======== Fragmento del documento ========

El llamado a entregar a Dios lo mejor

Es grato estar nuevamente junto a Usted, amiga, amigo oyente. Bienvenida, bienvenido al estudio bíblico de hoy. Estamos estudiando el libro de Malaquías en la serie titulada: Malaquías, un llamado a vivir piadosamente en medio de un mundo impío. En esta ocasión, David Logacho nos hablará acerca del llamado a entregar a Dios lo mejor.

Prosiguiendo con el estudio bíblico del libro de Malaquías, hoy nos corresponde estudiar el pasaje que se encuentra entre los versículos 6 al 9 del capítulo 1.

Aquí encontramos un llamado a entregar a Dios lo mejor. Lo primero con lo que nos encontramos en este pasaje bíblico es con una reprensión. Malaquías 1:6 en su primera parte dice: “El hijo honra al padre, y el siervo a su señor. Si, pues, soy yo padre, ¿dónde está mi honra? Y si soy señor, ¿dónde está mi temor? Dice Jehová de los ejércitos”

Detengámonos allí. Por medio del profeta Malaquías, Dios está usando episodios del diario vivir para llevar a la reflexión espiritual a su pueblo. Los hijos deben honrar a sus padres. Esto es una norma básica del convivir humano y estaba claramente establecida en el quinto mandamiento del decálogo. Éxodo 20:12 dice: “Honra a tu padre y a tu madre, para que tus días se alarguen en la tierra que Jehová tu Dios te da.”

========

● **Instrucción a**
¿Quién habla acerca del llamado a entregar a Dios lo mejor, según el fragmento del documento?
El fragmento del documento y los registros son materiales independientes entre sí.

======== Listado ========

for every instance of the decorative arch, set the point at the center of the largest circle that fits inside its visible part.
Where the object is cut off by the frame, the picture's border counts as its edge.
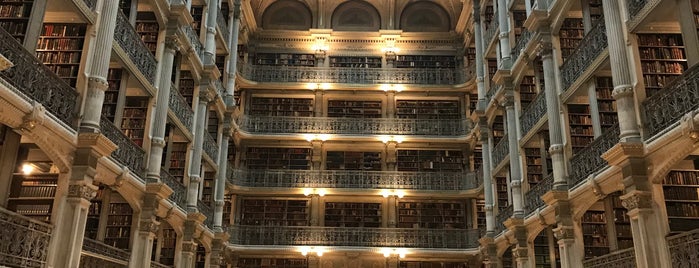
(356, 15)
(287, 15)
(424, 16)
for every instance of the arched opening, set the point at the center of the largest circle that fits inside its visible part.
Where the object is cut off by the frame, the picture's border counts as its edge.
(287, 15)
(424, 16)
(356, 16)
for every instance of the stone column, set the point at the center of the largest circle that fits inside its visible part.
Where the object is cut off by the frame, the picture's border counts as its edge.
(99, 68)
(69, 231)
(552, 110)
(515, 168)
(205, 96)
(623, 91)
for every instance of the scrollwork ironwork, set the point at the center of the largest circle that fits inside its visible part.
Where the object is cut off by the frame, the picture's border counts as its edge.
(590, 47)
(36, 82)
(672, 102)
(350, 236)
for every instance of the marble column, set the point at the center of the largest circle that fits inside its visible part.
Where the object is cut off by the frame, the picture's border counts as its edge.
(623, 91)
(99, 68)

========

● **Instrucción b**
Copia de nuevo los registros desde la línea que contiene "for every instance of the marble" hasta el final de los registros, ambos extremos incluidos y con las indicaciones. Multiplica por 2,05 cada coordenada de las respuestas y redondea a enteros, con las mitades hacia arriba.

● **Respuesta completa a**
David Logacho.

● **Respuesta completa b**
for every instance of the marble column, set the point at the center of the largest circle that fits inside its visible part.
Where the object is cut off by the frame, the picture's border counts as its edge.
(1277, 187)
(203, 139)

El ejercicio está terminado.